[RECORDS FOR THE TASK start]

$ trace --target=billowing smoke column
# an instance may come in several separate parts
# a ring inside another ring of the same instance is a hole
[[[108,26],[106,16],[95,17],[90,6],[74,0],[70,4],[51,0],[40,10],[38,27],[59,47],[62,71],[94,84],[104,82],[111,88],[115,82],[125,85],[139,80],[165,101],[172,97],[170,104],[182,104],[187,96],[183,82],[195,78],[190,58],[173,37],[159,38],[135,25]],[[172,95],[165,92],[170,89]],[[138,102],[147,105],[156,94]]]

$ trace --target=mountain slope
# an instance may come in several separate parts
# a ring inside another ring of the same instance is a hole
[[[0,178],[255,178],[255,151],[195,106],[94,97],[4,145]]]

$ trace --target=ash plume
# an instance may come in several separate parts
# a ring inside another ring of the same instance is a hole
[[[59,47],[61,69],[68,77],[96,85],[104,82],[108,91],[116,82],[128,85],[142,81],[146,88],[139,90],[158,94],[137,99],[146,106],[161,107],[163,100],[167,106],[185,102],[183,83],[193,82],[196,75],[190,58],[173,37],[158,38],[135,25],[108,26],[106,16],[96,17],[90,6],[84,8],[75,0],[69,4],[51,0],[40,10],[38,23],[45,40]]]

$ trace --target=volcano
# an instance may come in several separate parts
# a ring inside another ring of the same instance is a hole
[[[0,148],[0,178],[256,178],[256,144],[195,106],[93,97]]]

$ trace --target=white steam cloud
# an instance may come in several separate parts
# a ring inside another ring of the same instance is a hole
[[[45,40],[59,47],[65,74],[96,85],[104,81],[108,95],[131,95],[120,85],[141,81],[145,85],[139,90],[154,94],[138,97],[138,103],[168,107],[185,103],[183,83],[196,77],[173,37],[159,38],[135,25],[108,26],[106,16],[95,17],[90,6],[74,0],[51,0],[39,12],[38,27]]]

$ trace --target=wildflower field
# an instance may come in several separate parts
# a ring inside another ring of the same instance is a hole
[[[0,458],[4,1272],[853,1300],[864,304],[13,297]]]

[RECORDS FOR THE TASK end]
[RECORDS FOR THE TASK start]

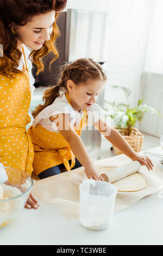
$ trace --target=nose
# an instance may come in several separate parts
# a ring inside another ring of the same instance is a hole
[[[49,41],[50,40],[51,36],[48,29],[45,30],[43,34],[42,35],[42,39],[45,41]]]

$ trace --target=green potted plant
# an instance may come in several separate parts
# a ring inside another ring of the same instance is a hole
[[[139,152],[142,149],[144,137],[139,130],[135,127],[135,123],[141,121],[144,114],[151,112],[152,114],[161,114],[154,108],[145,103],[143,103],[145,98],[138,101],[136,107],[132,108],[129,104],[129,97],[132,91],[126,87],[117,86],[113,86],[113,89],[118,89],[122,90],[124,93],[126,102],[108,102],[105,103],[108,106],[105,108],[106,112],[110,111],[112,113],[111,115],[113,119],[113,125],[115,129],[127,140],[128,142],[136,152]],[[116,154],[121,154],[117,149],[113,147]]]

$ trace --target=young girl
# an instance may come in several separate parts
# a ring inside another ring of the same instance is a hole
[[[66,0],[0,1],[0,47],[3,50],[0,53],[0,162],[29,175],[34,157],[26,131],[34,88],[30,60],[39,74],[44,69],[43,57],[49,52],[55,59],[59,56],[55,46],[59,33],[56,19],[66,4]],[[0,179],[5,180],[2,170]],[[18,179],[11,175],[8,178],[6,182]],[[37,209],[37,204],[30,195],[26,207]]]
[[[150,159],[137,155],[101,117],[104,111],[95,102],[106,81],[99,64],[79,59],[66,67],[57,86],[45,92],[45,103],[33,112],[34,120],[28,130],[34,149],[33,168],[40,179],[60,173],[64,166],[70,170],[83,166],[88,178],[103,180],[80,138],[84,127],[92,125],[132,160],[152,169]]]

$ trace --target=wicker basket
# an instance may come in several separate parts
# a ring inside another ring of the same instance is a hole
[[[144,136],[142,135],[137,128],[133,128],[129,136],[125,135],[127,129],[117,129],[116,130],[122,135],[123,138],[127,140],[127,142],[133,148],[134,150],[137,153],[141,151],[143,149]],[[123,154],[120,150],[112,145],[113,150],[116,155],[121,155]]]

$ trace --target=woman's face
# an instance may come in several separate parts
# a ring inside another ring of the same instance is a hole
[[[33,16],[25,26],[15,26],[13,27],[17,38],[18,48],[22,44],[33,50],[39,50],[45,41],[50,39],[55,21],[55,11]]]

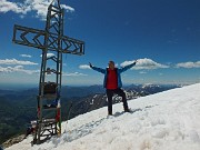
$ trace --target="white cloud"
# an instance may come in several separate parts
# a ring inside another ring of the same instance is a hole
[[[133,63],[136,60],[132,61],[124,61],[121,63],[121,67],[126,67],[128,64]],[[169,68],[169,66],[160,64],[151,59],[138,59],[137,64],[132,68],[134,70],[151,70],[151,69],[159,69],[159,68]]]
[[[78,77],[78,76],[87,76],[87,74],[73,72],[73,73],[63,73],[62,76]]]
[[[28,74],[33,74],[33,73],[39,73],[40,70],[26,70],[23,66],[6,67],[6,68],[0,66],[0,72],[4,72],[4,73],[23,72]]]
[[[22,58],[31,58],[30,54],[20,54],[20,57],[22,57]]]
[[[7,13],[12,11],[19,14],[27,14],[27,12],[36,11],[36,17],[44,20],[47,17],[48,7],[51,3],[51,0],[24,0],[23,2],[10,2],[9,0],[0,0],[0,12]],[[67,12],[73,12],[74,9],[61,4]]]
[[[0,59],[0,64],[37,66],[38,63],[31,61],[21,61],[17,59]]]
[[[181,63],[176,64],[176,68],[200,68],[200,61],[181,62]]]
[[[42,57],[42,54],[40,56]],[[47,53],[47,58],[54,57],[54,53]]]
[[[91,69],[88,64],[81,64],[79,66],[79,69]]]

[RECORDS FOR THE TASK end]

- [TASK BRIEF]
Retype the entries above, starting at the line that contains "trace --target=wildflower field" and stopping after the line that contains "[[[0,458],[4,1272],[853,1300],[864,304],[13,297]]]".

- [SOLUTION TO THIS TASK]
$ trace --target=wildflower field
# an instance may come in several separate parts
# a ring inside another ring of the same instance is a hole
[[[0,458],[4,1272],[853,1300],[864,304],[13,297]]]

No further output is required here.